───── Given entries

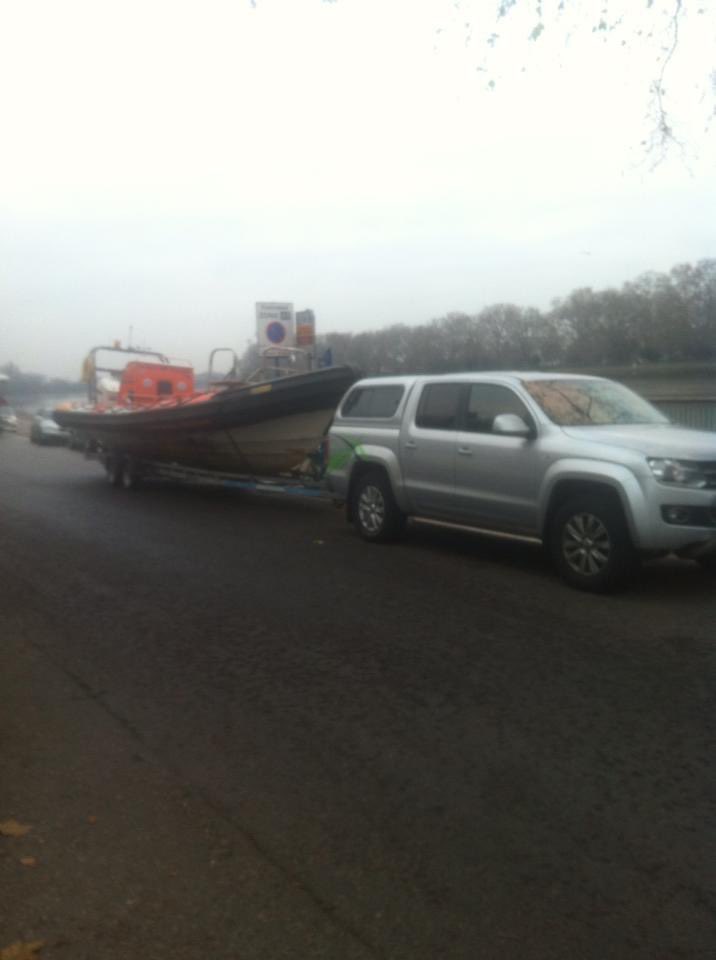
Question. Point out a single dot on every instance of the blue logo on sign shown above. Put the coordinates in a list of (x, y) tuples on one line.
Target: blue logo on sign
[(276, 332)]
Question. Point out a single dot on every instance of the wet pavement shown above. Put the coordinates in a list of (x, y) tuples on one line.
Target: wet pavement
[(238, 731)]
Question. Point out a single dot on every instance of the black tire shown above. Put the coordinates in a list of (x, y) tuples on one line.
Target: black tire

──────────

# Required task
Repeat the lines above word for word, leaving out the pictures.

# Exercise result
Question. Point out a single dot on every instance of the blue logo on sign shown above. Put the coordinates in a list of (x, y) tuples on one line.
Target: blue logo on sign
[(276, 332)]
Question. Point out a single dot on every instance of the wet pavement shown above. Put the coordinates in a list of (x, y) tuples on one line.
Target: wet pavement
[(238, 731)]
Question. Point out a single dot on every instance of the black tire shown above. Put the coordinates in a list of (x, y) tuples on one line.
Target: black tire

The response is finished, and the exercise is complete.